§ Given instruction:
Reproduce each of the following lines word for word, in the order given.

§ Task data:

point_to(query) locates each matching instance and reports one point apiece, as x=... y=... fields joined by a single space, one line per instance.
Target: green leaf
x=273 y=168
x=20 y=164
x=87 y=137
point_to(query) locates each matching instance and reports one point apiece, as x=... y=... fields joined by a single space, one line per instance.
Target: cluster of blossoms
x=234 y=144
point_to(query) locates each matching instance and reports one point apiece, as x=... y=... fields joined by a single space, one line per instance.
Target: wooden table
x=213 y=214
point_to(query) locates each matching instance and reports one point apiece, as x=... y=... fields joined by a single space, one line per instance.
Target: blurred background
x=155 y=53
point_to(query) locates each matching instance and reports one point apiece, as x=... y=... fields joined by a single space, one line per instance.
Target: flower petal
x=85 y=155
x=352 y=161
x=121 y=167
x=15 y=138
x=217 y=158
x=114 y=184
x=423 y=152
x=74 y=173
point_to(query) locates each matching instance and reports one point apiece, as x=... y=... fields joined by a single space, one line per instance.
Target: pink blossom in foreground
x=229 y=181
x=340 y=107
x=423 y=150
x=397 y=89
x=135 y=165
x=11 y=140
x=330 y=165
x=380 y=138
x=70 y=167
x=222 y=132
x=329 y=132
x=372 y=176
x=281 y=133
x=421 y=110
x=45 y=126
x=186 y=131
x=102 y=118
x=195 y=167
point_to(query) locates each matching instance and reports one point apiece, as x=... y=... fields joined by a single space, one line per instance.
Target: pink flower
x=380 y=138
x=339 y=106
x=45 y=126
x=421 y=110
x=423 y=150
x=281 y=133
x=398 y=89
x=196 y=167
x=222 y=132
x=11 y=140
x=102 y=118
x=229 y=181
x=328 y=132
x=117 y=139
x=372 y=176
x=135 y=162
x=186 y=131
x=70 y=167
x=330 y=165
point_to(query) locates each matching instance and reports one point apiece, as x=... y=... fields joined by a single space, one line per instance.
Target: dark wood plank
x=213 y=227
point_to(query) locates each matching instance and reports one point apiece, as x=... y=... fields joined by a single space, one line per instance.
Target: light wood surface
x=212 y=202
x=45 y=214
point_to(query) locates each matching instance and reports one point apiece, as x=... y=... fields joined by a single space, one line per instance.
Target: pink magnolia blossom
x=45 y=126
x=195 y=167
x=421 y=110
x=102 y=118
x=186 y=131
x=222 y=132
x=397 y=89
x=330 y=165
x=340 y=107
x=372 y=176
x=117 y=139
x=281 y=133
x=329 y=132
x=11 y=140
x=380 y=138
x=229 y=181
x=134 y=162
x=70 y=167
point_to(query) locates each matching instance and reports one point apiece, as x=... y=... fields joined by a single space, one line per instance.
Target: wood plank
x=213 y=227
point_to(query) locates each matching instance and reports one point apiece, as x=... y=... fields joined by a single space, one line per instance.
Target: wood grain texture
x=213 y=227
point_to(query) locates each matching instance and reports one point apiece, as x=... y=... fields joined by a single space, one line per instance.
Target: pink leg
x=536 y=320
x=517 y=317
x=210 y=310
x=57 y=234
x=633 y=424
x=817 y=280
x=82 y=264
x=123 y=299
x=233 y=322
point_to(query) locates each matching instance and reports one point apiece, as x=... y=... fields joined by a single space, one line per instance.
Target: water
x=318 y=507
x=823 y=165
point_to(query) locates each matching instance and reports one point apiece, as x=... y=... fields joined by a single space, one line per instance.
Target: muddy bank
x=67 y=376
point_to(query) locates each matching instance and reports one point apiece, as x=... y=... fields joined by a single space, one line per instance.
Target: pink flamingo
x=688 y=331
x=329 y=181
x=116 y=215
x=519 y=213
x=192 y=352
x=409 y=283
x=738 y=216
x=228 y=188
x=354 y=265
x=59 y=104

§ Task response:
point_to(query) locates each matching instance and reports one point apiece, as x=... y=... fields joined by a single space, one line per instance.
Target: green leaf
x=273 y=168
x=20 y=164
x=87 y=137
point_to(query) locates each matching instance and reports one point apiece, as x=... y=... fields joined by a single space, one line per instance.
Target: cluster of blossoms
x=234 y=144
point_to(query) locates each matching instance and reports one point apiece, as x=... y=... fields joined by a single space, one line per instance.
Target: wooden table
x=213 y=214
point_to(query) locates each matching instance and reports one point apiece, as x=... y=... fields joined by a single space, one line per instance.
Target: blurred background
x=155 y=53
point_to(query) locates each matching instance and reports one point apiece, as x=... y=... fields joined by a single space, one line per instance.
Target: flower petal
x=85 y=155
x=352 y=161
x=121 y=167
x=15 y=138
x=217 y=158
x=114 y=184
x=423 y=152
x=74 y=173
point_to(query) locates each matching instance and reports one point apiece, as x=... y=... fields joined by a single space, one line per instance.
Target: pink blossom in foreground
x=229 y=181
x=340 y=107
x=423 y=150
x=397 y=89
x=135 y=165
x=11 y=140
x=330 y=165
x=380 y=138
x=70 y=167
x=222 y=132
x=329 y=132
x=372 y=176
x=281 y=133
x=421 y=110
x=45 y=126
x=186 y=131
x=102 y=118
x=195 y=167
point_to(query) locates each matching instance and reports one point apiece, as x=... y=... fields joined by a single space, one line per instance.
Target: pink flower
x=380 y=138
x=339 y=106
x=45 y=126
x=421 y=110
x=423 y=150
x=281 y=133
x=398 y=89
x=196 y=167
x=222 y=132
x=11 y=140
x=102 y=118
x=229 y=181
x=328 y=132
x=117 y=139
x=372 y=176
x=135 y=162
x=186 y=131
x=70 y=167
x=330 y=165
point_to(query) locates each matching instance and reports one point apiece, as x=... y=... fields joined by a single space, one line per instance.
Target: dark wood plank
x=213 y=227
point_to(query) locates each matching instance and reports one point apiece, as x=... y=... fields joined by a single space, one line per instance.
Target: light wood surface
x=212 y=202
x=45 y=214
point_to(query) locates each matching instance and reports one point apiece, as x=... y=... fields joined by a single space, one line per instance.
Target: pink magnolia blossom
x=45 y=126
x=195 y=167
x=421 y=110
x=102 y=118
x=186 y=131
x=222 y=132
x=397 y=89
x=330 y=165
x=340 y=107
x=372 y=176
x=117 y=139
x=281 y=133
x=329 y=132
x=11 y=140
x=380 y=138
x=229 y=181
x=134 y=162
x=70 y=167
point_to(query) locates each matching instance and reports one point apiece, as x=... y=... fields joined by a single space, one line per instance.
Target: wood plank
x=213 y=227
point_to(query) locates each matching instance and reports one point apiece, as x=... y=... fields joined by a single space, one line per instance.
Target: wood grain texture
x=213 y=227
point_to(query) locates each matching instance and reports one point apiece, as x=... y=... fields joined by a single space, one line per instance.
Target: pink leg
x=536 y=320
x=517 y=317
x=210 y=310
x=57 y=234
x=633 y=424
x=817 y=280
x=82 y=264
x=123 y=299
x=233 y=322
point_to(query) locates each matching instance and reports one point apiece, as x=... y=... fields joined by a single space, one line per instance.
Target: water
x=318 y=507
x=823 y=165
point_to(query) locates each matching instance and reports one point apiece, as x=... y=... fields joined by a single space, one line per instance.
Target: muddy bank
x=67 y=376
point_to(query) locates each matching instance and reports one point apiece, as x=... y=... fields joined by a single space, one line per instance.
Target: pink flamingo
x=688 y=331
x=329 y=181
x=116 y=215
x=519 y=213
x=192 y=352
x=409 y=283
x=738 y=216
x=228 y=188
x=354 y=265
x=59 y=104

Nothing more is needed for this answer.